DIRECTIONS FOR THIS TASK: Convert all of the data below into a numbered list, one item per line, and leave out the blank lines.

(Records from a dataset)
--------------------------------------------------
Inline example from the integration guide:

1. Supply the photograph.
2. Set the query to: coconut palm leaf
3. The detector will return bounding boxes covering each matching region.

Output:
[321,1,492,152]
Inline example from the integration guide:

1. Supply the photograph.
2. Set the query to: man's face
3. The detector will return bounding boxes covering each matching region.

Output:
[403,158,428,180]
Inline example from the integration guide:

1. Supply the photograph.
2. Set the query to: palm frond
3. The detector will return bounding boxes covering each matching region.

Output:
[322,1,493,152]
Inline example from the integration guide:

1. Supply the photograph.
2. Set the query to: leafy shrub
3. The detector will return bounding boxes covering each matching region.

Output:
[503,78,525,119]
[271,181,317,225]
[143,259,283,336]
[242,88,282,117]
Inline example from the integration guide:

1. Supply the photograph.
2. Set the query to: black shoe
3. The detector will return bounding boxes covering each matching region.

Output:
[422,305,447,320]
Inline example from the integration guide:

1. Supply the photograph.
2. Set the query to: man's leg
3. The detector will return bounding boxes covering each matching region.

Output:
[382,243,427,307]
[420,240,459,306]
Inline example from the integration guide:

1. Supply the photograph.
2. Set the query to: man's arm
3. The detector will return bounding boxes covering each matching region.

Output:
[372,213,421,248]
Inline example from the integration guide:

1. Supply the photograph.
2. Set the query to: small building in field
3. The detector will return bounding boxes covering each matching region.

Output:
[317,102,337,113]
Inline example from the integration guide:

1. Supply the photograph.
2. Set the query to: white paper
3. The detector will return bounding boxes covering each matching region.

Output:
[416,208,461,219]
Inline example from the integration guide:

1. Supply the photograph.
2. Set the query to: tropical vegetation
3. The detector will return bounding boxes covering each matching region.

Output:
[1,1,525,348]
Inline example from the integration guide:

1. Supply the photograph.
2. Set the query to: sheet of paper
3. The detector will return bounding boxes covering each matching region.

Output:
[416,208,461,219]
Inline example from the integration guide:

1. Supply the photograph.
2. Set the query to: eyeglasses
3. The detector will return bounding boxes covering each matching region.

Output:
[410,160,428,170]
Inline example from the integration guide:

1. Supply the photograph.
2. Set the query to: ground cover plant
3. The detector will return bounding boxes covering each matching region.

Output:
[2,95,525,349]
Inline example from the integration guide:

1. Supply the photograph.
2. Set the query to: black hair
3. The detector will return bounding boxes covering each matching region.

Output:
--------------------------------------------------
EXERCISE RESPONSE:
1. Inline example from the integration guide:
2. 1. Supply the photograph.
3. 2. Set the query to: coconut palm leaf
4. 3. The detector will return bounding boxes covering each matching region.
5. Output:
6. [321,1,492,152]
7. Inline example from the integration guide:
8. 1. Supply the photograph.
9. 2. Set the query to: man's face
10. 3. The detector will return bounding boxes covering each matching region.
11. Output:
12. [403,158,428,180]
13. Inline example from the integration guide:
14. 1. Supply the photograph.
15. 2. Set the query to: palm frond
16. 3. The detector will return bounding boxes covering each matching region.
17. Output:
18. [322,1,493,152]
19. Inline example from the integration guide:
20. 1. Supply the photograph.
21. 2. Set the query to: leafy shrub
22. 3. The detector will return bounding boxes covering each matching region.
23. Output:
24. [503,78,525,119]
25. [271,181,317,225]
26. [143,259,283,336]
27. [242,88,282,117]
28. Inline example from the integration guide:
29. 1. Supply the photograph.
30. 2. Set the query to: black shoe
31. 3. The detector will return bounding boxes covering each matching region.
32. Output:
33. [422,305,447,320]
34. Inline example from the integration guide:
35. 1. Supply the photograph.
36. 2. Set the query to: man's leg
37. 3. The detector will return bounding boxes covering each matching region.
38. Output:
39. [382,243,427,307]
40. [420,240,459,306]
41. Inline example from the integration guide:
42. 1. Supply the photograph.
43. 2. Set the query to: man's arm
44. 3. The detector will return bounding boxes covering each matching region.
45. Output:
46. [372,213,421,248]
47. Inline example from the integration guide:
48. 1. Supply the photograph.
49. 2. Set the query to: small building in field
50. 3. The detector will return bounding boxes covering each matching region.
51. Output:
52. [317,102,337,113]
53. Inline example from the integration guide:
54. 1. Supply the photograph.
55. 2. Set the query to: white paper
56. 3. The detector will return bounding boxes covering each matching region.
57. Output:
58. [416,208,461,219]
59. Inline example from the integration guide:
60. 1. Supply the photograph.
61. 2. Set the query to: tropical vegetation
62. 3. The detector will return bounding boxes covering each matching region.
63. Output:
64. [1,1,525,348]
65. Inline example from the integration guide:
66. 1. Supply the photograph.
67. 2. Set the query to: sheet of paper
68. 3. The detector will return bounding boxes covering each matching region.
69. Output:
70. [416,208,461,219]
71. Inline example from the integration guide:
72. 1. Supply the photograph.
73. 2. Set the query to: eyeglasses
74. 3. The detector will return bounding boxes covering each matching region.
75. Output:
76. [410,160,428,170]
77. Inline example from the integration guide:
78. 1. Supply the photograph.
79. 2. Set the query to: ground cover plant
80. 3. The detector will return bounding boxes covering each matching region.
81. Output:
82. [2,95,525,349]
83. Inline example from the integration guide:
84. 1. Supply the photograph.
85. 2. Set the query to: black hair
86. 3. The detector will return bounding boxes covering each matching region.
87. Output:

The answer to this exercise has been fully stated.